> **Bagian Teks**:

DIREKTUR LKPI LAPORKAN EMPAT AKUN FB

News
Direktur eksekutif Lembaga Kajian Publik Independen ( LKPI )

Kabarkata.con – Direktur eksekutif Lembaga Kajian Publik Independen ( LKPI ), Arianto melaporkan empat akun facebook yang diduga merugikan lembaga yang dipimpinya.

Didampingi kuasa hukumnya Advocad H Yusmaheri, SH di Sentra Pelayanan Kepolisian Terpadu (SPKT), Polda Sumsel, Rabu (18/11/2020), Yusmaheri mengatakan, klienya sangat dirugikan kalimat yang ditulis keempat akun tersebut yang memakai lambang dan hasil survei lembaga milik klienya, tetapi disamakan dengan lembaga yang bukan milik klienya.

“Jelas ini menyangkut kredibilitas klien kami. Kami melaporkan empat akun yang diduga tertera milik Ratna Machmud, Lukman Oemar, Srikandi Milineal dan Duo Srikandi, Empat akun facebok ini tidak tahu bahwa LKPI milik klien kami bukanlah LKPI yang dimaksudkan mereka yang di beritanya share di facebook. Bahkan empat akun tersebut telah menyebarkan kalimat di facebbook yang sangat merugikan klien kami, seolah-olah lembaga klien kami sama dengan lembaga yang mereka maksud.

> **Tugas Tertulis a**: Laporkan semua baris dalam entri di bawah yang mengandung kata "fence".

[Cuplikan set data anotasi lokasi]

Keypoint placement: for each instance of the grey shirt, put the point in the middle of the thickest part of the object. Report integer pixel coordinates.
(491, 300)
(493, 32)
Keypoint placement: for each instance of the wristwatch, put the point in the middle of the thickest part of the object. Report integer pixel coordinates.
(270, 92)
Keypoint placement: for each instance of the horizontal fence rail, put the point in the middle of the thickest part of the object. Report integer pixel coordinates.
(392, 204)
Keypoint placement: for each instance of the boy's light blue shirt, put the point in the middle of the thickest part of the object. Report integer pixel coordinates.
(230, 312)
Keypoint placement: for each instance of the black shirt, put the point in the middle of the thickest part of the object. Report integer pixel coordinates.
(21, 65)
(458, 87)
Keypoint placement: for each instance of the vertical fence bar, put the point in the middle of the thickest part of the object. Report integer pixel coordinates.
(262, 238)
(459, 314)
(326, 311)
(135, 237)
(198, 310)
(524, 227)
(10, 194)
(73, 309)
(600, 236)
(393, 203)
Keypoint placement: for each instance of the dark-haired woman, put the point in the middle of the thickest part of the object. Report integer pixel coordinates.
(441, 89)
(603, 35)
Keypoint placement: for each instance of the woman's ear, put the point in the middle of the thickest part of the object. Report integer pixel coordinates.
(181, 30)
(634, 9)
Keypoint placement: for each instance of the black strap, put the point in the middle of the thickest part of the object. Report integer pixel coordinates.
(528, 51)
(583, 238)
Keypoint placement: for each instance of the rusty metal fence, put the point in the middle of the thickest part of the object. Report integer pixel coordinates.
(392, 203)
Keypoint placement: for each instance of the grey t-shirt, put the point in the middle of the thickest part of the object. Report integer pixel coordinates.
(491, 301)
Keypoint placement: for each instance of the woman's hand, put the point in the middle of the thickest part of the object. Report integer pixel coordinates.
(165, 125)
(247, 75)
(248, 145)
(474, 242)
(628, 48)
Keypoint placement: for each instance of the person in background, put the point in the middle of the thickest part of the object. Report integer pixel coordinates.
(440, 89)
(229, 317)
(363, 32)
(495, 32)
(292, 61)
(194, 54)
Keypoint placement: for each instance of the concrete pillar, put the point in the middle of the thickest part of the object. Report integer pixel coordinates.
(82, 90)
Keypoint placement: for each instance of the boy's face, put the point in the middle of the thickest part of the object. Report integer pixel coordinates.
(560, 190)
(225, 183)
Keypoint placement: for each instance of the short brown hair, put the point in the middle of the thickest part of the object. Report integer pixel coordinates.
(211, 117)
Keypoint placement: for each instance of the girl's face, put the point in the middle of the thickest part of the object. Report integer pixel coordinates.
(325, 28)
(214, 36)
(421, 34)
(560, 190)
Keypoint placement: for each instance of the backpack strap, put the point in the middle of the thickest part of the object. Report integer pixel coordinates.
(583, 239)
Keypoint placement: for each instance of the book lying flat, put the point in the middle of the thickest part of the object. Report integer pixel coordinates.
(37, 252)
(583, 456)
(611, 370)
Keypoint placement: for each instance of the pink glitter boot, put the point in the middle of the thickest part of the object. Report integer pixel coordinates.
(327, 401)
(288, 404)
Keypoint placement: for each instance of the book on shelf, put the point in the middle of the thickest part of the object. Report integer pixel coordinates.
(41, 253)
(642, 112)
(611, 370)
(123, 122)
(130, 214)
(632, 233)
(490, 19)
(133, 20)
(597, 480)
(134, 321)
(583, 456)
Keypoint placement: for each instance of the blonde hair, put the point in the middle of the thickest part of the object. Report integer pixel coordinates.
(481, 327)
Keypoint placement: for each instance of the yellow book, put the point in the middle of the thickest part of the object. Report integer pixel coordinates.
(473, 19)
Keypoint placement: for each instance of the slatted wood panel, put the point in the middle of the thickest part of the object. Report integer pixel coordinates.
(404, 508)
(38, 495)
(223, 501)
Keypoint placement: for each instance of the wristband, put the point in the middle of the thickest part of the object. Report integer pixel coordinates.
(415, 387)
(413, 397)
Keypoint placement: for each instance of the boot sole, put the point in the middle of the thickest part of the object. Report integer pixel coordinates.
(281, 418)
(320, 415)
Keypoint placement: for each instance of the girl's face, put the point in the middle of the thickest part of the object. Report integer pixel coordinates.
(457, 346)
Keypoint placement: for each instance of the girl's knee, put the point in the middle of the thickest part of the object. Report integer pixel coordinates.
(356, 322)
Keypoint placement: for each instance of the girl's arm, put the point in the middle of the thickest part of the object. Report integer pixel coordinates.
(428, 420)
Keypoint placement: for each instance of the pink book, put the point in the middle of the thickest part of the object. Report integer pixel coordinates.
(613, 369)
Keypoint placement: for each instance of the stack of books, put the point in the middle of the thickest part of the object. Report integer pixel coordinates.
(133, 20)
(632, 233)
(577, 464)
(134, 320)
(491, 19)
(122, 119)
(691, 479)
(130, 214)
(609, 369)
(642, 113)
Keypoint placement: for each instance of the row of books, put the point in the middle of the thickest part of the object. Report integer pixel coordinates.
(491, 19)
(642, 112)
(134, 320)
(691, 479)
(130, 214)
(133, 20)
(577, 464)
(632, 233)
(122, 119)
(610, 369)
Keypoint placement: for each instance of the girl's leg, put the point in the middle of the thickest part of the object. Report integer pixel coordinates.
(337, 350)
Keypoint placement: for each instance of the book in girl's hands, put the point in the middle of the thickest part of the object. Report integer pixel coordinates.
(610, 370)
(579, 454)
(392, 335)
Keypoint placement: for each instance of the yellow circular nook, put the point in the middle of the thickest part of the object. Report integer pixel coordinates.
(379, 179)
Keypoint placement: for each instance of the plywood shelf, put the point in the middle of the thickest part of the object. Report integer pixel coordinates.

> **Tugas Tertulis b**: Salin dengan tepat bagian dari berita tentang laporan direktur LKPI di atas, mulai dari "Didampingi kuasa hukumnya" dan berakhir pada "bukan milik klienya.".

> **Penyelesaian Tugas a**:
Keypoint placement: for each instance of the horizontal fence rail, put the point in the middle of the thickest part of the object. Report integer pixel coordinates.
Keypoint placement: for each instance of the vertical fence bar, put the point in the middle of the thickest part of the object. Report integer pixel coordinates.
Keypoint placement: for each instance of the rusty metal fence, put the point in the middle of the thickest part of the object. Report integer pixel coordinates.

> **Penyelesaian Tugas b**:
Didampingi kuasa hukumnya Advocad H Yusmaheri, SH di Sentra Pelayanan Kepolisian Terpadu (SPKT), Polda Sumsel, Rabu (18/11/2020), Yusmaheri mengatakan, klienya sangat dirugikan kalimat yang ditulis keempat akun tersebut yang memakai lambang dan hasil survei lembaga milik klienya, tetapi disamakan dengan lembaga yang bukan milik klienya.